* Start *
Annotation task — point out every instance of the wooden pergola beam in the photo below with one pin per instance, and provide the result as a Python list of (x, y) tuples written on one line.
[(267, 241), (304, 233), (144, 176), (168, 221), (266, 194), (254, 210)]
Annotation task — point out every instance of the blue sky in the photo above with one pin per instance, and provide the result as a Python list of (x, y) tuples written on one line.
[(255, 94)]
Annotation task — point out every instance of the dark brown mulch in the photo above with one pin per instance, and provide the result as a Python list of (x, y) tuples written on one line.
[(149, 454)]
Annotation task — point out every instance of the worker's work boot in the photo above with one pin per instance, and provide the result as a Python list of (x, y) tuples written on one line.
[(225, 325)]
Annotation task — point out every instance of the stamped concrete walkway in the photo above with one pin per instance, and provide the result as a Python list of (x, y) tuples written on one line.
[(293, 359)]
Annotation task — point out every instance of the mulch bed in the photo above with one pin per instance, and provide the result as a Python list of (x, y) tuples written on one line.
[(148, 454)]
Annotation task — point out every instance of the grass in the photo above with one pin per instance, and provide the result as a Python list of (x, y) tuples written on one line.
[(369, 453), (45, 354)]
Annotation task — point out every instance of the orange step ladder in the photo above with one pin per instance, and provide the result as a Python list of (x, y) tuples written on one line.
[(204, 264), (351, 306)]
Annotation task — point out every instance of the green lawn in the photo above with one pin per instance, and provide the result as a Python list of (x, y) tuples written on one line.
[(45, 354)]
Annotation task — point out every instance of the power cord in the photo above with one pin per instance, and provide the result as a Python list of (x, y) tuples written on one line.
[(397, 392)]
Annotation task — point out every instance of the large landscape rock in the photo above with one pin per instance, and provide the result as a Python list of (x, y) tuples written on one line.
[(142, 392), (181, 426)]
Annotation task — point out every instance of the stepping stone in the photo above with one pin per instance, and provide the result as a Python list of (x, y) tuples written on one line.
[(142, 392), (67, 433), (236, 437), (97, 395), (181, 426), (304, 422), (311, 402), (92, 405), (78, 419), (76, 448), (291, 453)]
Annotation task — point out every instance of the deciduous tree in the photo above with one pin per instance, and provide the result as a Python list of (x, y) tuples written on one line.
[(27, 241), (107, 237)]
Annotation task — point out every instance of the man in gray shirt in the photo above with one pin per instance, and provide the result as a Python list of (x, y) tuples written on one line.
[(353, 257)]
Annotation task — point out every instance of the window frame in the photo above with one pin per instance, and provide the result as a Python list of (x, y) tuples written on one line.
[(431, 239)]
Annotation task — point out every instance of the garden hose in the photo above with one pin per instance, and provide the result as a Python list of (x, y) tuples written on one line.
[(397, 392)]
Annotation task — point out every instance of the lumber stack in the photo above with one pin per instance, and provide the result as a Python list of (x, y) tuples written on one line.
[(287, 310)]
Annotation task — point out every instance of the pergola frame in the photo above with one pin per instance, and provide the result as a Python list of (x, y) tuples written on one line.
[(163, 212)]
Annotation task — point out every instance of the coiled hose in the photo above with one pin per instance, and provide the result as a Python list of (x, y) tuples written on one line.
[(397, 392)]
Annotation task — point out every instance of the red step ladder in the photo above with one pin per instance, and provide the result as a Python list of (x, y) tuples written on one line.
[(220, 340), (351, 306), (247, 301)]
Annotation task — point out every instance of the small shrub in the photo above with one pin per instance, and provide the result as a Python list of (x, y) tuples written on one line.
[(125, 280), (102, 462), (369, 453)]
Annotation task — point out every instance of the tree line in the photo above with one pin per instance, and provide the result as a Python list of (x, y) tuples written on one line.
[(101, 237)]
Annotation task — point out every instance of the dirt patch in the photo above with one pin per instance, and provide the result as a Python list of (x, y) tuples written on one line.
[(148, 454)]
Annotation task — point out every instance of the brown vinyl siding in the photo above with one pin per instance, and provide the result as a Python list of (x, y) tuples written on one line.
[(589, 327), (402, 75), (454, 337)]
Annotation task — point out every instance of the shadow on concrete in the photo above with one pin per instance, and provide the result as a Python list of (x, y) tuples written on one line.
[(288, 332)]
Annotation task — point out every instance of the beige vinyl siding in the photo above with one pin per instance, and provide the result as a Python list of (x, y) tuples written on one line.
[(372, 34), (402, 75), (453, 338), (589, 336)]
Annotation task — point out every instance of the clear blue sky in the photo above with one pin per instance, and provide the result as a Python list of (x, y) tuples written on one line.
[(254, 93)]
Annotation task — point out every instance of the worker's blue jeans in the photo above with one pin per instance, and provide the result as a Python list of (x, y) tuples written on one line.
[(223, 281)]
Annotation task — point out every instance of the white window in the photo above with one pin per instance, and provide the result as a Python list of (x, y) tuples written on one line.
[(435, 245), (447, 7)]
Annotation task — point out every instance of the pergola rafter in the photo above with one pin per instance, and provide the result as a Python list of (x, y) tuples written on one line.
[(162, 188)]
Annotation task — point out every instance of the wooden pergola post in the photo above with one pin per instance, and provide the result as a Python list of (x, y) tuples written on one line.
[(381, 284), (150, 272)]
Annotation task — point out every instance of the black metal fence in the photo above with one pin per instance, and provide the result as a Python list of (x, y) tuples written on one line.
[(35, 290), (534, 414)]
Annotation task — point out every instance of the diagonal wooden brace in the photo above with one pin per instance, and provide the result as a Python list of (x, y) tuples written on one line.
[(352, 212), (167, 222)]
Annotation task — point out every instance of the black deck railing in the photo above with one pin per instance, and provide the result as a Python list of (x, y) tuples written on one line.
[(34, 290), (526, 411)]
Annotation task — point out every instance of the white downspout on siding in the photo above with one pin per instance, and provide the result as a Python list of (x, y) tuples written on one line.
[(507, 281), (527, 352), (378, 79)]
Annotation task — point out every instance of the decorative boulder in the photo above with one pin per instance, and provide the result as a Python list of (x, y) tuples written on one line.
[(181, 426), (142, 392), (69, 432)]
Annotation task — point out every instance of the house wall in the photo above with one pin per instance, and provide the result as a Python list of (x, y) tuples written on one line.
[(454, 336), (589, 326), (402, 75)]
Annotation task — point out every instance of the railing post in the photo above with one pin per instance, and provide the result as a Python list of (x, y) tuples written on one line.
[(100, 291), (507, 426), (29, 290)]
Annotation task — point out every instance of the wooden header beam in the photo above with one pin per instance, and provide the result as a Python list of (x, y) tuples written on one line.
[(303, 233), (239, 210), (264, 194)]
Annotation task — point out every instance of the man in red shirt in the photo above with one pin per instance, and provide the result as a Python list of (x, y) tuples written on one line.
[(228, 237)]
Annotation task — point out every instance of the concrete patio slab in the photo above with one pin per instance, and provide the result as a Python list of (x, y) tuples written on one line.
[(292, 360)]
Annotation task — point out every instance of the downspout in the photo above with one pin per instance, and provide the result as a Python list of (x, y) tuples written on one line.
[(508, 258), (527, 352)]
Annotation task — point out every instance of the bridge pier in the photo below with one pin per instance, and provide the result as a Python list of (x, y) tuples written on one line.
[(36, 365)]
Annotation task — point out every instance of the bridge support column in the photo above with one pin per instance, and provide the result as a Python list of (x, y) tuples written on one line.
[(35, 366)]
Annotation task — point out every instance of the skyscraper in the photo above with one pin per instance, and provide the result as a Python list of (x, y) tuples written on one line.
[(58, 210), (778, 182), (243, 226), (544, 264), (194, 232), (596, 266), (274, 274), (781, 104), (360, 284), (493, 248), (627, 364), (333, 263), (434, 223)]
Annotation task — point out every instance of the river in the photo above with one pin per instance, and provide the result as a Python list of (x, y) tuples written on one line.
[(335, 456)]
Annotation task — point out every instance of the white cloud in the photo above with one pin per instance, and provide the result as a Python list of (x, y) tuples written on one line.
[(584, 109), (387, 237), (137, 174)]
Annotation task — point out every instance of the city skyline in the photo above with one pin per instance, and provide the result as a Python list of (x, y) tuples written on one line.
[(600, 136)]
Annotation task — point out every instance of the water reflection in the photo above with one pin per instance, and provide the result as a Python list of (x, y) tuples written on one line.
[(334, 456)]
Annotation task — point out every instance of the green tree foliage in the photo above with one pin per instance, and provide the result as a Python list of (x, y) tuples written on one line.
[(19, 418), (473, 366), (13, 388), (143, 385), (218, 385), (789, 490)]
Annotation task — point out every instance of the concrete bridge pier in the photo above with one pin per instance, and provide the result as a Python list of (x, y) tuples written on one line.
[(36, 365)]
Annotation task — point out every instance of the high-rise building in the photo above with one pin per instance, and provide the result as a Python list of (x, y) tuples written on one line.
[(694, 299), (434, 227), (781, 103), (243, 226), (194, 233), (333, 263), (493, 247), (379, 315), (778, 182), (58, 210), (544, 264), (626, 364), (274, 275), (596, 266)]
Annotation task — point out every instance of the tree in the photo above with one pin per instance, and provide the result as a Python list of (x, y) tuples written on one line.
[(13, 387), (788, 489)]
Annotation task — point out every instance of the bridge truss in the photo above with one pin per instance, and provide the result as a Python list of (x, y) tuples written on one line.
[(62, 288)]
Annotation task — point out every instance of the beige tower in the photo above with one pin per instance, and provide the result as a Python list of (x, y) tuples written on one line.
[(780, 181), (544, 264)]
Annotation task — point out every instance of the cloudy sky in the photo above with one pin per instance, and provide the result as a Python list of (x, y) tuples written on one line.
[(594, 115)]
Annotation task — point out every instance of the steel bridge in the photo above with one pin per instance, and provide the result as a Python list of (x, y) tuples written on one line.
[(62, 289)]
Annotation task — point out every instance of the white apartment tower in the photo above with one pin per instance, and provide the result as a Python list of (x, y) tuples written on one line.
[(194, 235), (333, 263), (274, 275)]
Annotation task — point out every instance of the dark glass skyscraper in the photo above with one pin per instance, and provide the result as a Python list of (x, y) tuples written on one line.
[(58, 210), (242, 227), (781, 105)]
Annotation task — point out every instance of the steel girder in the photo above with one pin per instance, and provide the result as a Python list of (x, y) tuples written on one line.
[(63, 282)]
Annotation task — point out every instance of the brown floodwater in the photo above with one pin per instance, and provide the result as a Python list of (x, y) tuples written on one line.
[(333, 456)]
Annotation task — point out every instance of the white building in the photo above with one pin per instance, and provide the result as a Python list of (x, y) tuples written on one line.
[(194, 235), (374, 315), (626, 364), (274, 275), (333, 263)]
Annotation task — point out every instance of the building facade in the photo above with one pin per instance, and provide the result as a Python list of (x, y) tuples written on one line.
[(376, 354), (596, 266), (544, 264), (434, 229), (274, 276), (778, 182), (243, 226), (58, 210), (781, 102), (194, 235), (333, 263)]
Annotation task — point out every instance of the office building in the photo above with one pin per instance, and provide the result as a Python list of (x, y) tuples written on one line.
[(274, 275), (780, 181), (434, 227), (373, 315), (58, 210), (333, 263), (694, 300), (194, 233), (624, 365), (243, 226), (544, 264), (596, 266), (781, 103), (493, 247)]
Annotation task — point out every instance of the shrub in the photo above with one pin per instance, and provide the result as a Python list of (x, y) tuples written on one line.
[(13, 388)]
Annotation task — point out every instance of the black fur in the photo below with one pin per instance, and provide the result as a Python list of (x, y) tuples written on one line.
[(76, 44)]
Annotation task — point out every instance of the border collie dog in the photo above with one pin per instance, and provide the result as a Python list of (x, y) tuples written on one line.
* End *
> _Short problem_
Recast everything from the start of the rows through the line containing "194), (254, 210)]", inclusive, as a Markdown table with the columns Number and Line. Give each line its own entry and leave out blank lines.

> _Full answer_
| Number | Line |
|---|---|
| 1 | Annotation task — point out every instance of the wooden pergola beam in the photo below with one pin per instance, and provide the result as a Python list of (x, y) tuples written on one line. |
| 2 | [(267, 241), (304, 233), (144, 176), (168, 221), (266, 194), (254, 210)] |